• Passage:
Hi Mary, this is a very old post. Judy has not been on the forum for some time now.
I haven't gone back and read all the comments. I will tell you that I am indeed a mother which has taught me that moms are human. They make mistakes and are also growing. Some have kids early and missed a time in their life in which they could act 'teenage' like. A common pattern is for them to try to reclaim that later. Such is life.
I think as you get older, you will realize that being embarrassed of your mom means that you are attaching yourself to closely to her. That what SHE does is not a reflection on you. and really, many parents are trying with whatever limitations they have to get through life just like everyone else.
Being a mother does not magically make us grown up, perfect, wonderful parents/adults. but often, we love that person just the same. Just as moms love their kids with all of their flaws.
luck to all
I understand your mother died and I'm sorry for that. But it doesn't change the fact that you have what you have. Their mother isn't being a good mother at the moment. Selfish, ungrateful, all of these things. If you're a mother you're supposed to give your all to your child. Help them grow. If my mom decides not to do that then to hell with it. Its sad and upsetting and embarrassing to see your mother acting this way. Its not right.

• To do:
**1)** In the forum thread, what do mothers who had children early often try to do later?
**2)** Extend the forum thread by writing a further reply that follows on from its final post.
The records that come next are separate material and are unrelated to the forum thread.

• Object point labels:
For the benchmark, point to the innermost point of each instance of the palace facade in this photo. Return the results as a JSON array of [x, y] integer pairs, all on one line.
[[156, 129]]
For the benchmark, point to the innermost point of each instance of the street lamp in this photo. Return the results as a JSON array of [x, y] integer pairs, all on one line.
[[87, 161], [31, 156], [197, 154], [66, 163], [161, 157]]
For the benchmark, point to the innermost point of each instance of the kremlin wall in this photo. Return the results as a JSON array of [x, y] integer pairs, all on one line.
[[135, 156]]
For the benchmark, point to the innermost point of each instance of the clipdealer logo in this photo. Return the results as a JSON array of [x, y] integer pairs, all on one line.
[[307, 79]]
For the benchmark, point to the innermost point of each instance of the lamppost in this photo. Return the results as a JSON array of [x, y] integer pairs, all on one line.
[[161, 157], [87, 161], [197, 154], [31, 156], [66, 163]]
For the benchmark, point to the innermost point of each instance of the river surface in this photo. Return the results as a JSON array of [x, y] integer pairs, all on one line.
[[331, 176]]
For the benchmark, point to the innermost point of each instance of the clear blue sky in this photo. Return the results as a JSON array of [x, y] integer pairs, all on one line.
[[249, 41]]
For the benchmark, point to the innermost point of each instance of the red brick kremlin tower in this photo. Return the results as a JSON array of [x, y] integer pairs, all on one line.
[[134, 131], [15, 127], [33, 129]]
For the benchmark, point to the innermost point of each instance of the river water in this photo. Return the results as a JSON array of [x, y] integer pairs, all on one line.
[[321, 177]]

• Answers to each task:
**1)** They often try to reclaim the time when they could have acted like teenagers.

**2)**
I think it is best to leave your own opinion without criticizing another person's. Indeed this is an old thread. If someone has a question pertaining to this topic,, please start your own thread. thank you
It is an old post and yes prob wont respond, but Judy you said that well totally agree xx
I just realized this is an old post and doubt poster will respond .....sorry I even posted.
One day you will be in my shoes...my mother died in my arms and I would give my very life to have her back regardless of what happened in my life and it was alot. My advice, move out, live your own life. One day you will marry and have children and then you will know what's it's like to raise children alone. I'm not saying that your comments against your mother are not valid and I understand your anger, hurt and fustration are not valid, but time passes and we all move forward with our live and one day God will call her when you least expect it and you will look back and realize how insignificant the fights, arguments, hurts, angers and fall on your knees like I did. If she is the only one who pay's the rent, bills, utilities, food, cloth, she needs financial help from anyone above the age of 18 and able to work and "help" out, not forced, but pitch in to make life better for all, but if you can't handle your mom, move out, live your own life, because one day you will be in my shoes and wish to turn back time and say, I love you and forgive you.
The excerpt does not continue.